Point annotation dataset records:
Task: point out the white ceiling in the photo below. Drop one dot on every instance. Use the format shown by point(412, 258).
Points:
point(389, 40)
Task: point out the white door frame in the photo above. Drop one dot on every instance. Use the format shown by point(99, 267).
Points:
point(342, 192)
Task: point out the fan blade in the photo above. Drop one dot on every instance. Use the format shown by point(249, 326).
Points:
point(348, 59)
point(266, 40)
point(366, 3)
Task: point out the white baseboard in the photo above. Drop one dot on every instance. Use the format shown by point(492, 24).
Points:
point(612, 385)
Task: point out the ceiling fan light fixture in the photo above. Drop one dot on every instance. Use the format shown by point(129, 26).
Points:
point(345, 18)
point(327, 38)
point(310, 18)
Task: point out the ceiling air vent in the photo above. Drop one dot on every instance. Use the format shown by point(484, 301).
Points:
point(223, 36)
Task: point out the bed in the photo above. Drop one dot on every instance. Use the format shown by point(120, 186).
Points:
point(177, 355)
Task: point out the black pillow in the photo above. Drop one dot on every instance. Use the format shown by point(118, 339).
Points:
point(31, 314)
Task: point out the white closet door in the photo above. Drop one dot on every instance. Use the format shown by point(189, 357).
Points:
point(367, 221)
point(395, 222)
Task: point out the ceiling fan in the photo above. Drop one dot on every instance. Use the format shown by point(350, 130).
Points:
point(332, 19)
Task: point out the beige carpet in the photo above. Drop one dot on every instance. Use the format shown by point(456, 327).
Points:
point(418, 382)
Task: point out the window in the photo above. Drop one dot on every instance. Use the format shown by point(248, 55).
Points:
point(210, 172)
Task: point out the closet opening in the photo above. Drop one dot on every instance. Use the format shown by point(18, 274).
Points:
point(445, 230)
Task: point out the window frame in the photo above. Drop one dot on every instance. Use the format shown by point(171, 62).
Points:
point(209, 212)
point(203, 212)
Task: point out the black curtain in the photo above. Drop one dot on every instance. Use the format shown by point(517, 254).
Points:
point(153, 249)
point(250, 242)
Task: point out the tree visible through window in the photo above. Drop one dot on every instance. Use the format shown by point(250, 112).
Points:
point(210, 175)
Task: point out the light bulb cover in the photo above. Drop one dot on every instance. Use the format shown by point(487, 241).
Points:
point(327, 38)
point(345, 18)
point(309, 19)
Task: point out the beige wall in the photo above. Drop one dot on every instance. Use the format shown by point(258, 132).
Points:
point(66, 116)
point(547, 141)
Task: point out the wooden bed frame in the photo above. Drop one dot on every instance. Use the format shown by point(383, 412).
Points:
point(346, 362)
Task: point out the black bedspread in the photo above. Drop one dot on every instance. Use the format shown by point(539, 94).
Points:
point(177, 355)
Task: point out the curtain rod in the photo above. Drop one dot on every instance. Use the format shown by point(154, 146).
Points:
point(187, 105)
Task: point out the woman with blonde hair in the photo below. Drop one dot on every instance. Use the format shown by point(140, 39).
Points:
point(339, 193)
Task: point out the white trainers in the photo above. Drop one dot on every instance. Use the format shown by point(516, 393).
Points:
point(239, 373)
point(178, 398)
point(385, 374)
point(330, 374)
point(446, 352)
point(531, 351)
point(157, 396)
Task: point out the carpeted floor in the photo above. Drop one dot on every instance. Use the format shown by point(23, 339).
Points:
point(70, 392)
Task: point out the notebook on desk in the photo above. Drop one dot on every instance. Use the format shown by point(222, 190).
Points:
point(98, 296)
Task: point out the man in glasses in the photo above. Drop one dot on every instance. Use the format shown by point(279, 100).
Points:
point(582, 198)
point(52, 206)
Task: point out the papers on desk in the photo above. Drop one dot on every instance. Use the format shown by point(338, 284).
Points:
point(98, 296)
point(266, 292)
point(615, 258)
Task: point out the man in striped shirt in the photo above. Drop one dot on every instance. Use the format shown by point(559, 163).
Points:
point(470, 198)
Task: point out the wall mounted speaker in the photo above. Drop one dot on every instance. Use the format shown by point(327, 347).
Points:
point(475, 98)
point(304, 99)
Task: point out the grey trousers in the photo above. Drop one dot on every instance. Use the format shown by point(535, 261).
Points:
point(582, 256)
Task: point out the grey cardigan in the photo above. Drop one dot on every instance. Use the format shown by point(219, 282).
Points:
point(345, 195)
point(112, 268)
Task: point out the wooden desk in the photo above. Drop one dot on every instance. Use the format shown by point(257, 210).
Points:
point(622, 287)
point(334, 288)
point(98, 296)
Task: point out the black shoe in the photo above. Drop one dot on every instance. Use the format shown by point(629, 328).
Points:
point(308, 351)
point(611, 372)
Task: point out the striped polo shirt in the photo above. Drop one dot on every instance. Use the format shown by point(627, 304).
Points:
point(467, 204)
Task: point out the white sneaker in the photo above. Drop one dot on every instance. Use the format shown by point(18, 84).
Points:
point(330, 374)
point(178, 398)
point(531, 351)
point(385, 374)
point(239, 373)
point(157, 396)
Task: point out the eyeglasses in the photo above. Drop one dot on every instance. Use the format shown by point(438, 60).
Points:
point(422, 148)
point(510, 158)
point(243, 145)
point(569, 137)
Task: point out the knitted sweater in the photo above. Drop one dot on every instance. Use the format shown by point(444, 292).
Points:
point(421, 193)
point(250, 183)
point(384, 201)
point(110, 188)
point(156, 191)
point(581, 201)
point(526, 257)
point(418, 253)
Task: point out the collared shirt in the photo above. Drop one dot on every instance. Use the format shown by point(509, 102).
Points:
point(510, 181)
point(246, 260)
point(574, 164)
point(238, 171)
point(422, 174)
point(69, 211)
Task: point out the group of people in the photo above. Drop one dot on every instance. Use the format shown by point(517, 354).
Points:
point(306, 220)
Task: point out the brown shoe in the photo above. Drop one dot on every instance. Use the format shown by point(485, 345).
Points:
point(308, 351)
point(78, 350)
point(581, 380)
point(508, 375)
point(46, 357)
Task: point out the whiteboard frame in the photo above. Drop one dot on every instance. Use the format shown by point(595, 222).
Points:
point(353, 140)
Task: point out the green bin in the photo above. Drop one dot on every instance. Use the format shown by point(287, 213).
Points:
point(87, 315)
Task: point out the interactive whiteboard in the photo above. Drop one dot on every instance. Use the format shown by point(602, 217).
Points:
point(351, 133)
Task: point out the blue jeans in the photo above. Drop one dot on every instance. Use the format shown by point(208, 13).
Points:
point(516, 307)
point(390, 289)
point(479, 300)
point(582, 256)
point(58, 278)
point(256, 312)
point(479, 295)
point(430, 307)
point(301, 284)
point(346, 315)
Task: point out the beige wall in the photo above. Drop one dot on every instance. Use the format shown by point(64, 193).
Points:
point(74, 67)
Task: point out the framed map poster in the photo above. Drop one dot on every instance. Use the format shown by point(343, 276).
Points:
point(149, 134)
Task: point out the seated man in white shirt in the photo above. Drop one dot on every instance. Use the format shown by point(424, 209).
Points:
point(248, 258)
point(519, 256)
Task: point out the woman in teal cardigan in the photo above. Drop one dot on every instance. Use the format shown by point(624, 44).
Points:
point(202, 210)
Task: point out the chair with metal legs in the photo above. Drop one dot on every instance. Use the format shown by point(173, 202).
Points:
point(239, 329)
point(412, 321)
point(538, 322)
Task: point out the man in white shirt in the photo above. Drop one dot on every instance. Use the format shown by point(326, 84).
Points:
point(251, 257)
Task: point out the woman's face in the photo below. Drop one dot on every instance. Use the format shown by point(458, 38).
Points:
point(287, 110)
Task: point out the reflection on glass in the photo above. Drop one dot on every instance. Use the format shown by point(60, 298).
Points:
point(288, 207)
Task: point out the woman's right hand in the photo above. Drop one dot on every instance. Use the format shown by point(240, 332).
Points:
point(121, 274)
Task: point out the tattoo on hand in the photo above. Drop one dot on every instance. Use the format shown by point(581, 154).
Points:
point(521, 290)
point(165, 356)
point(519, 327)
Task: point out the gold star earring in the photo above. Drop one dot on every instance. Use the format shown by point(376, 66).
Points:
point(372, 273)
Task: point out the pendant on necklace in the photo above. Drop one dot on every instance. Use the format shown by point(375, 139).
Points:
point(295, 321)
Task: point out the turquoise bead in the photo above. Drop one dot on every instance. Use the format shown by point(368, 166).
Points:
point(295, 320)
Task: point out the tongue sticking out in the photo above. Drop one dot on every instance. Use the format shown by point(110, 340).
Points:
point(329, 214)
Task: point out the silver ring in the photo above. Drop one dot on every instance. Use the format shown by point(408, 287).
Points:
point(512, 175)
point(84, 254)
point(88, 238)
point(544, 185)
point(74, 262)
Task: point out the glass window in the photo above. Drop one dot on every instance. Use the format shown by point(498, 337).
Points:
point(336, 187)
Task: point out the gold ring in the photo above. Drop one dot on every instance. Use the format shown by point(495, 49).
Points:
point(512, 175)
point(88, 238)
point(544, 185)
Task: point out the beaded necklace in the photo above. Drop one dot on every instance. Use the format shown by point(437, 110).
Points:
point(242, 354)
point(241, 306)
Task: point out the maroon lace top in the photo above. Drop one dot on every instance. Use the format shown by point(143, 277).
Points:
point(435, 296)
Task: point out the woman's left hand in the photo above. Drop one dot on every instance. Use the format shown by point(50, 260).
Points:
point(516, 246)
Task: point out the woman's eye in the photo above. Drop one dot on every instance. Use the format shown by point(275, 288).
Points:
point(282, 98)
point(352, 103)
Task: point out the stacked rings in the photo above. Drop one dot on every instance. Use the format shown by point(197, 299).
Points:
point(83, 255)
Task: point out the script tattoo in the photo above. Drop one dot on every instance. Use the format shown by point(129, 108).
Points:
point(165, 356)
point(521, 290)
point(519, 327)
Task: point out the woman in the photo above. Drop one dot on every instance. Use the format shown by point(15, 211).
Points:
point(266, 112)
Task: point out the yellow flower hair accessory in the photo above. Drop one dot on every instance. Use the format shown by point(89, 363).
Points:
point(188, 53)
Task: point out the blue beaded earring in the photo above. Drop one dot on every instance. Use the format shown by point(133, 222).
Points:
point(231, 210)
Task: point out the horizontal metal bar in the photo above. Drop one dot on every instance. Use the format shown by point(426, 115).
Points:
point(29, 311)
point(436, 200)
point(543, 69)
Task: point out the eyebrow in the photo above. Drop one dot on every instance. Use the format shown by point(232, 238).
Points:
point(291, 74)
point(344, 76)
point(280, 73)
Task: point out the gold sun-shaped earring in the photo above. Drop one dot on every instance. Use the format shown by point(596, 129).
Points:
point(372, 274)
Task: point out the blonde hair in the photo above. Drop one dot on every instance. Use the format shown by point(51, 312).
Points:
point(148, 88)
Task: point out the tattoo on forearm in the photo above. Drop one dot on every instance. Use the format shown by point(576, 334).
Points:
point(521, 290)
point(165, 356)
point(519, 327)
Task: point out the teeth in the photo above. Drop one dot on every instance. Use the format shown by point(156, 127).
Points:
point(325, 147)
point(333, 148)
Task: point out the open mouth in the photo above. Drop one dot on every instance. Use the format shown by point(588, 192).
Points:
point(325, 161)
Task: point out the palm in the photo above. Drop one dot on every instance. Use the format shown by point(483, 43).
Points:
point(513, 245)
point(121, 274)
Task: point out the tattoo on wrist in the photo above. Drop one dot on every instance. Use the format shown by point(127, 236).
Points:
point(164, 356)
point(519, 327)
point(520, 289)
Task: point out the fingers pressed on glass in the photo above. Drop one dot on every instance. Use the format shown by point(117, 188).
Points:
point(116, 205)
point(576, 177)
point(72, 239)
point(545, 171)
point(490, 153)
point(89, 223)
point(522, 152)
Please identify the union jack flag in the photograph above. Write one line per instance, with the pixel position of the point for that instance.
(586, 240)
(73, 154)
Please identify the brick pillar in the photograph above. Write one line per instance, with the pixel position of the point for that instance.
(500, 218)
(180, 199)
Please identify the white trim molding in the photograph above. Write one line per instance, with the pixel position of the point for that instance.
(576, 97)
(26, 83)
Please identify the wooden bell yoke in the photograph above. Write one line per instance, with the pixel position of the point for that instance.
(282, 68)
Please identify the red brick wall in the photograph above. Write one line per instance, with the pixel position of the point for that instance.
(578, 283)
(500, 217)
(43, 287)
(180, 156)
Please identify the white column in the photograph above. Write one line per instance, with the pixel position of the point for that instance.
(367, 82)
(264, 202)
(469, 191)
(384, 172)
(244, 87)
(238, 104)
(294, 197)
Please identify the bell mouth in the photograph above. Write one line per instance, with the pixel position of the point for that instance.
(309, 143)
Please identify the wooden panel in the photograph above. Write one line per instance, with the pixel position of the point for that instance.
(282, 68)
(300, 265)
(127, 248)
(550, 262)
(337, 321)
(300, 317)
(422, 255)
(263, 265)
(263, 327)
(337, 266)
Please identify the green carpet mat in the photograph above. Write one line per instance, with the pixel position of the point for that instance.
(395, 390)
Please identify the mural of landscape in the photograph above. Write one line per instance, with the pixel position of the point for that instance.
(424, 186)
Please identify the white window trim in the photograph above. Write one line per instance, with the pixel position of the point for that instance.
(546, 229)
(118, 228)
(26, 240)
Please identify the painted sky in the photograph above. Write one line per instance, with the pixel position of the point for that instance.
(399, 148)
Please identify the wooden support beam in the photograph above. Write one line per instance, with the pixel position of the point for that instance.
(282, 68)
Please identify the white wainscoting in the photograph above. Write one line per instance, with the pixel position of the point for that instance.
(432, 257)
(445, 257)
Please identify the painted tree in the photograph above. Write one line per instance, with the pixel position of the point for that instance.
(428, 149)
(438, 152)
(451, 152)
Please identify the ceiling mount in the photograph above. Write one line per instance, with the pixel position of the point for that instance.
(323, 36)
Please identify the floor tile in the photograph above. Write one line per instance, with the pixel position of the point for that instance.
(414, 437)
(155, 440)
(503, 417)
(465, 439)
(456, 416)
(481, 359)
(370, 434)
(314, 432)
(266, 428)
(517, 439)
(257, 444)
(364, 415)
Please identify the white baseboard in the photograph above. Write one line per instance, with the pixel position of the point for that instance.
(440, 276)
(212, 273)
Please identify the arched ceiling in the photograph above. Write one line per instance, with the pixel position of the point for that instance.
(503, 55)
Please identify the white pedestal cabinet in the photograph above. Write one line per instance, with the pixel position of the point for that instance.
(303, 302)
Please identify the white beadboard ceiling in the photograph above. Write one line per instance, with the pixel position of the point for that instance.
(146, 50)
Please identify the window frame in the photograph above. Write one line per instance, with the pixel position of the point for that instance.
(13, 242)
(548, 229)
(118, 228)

### The exercise
Rescale the records beginning at the line that has "Task: point out the woman in teal" and stopping after the line that has "point(295, 321)": write out every one of those lines again, multiplying only the point coordinates in the answers by 1.95 and rounding them to whole numbers, halves up. Keep all other text and numbers, including the format samples, unchanged.

### Right answer
Task: point out the woman in teal cardigan in the photo above. Drop one dot on every instance. Use the format shown by point(624, 44).
Points:
point(394, 410)
Task: point out the chair with metal legs in the photo above. Drop one dot on every instance. Use the format shown by point(173, 202).
Points:
point(466, 642)
point(803, 626)
point(1049, 628)
Task: point out the man in white shirt in the photo above. Drop one dot on every instance. Use the format shown by point(326, 84).
Points:
point(489, 501)
Task: point out the woman's face in the photo below. Drop one dot on every instance. Use the format shown by point(458, 38).
Points:
point(560, 215)
Task: point out the reflection on glass in the photo above. Drop one dot on every instance. Use the format shown by point(60, 298).
Points:
point(562, 404)
Task: point out the woman's right hand in the photo above. Drop one dot on every instance. Use the format shown by point(240, 332).
Points:
point(236, 534)
Task: point out the tattoo on hand in the photo above. Drop one dot on every instance. Use the format shown by point(581, 154).
Points:
point(1016, 566)
point(322, 694)
point(1012, 638)
Task: point out the gold star earring in the photo above. Drop one dot on every instance. Use the format shown by point(376, 66).
Points:
point(725, 532)
Task: point out the pendant on necklace in the photo above. Drop one dot on every instance. Use the format shown by point(375, 139).
Points:
point(575, 626)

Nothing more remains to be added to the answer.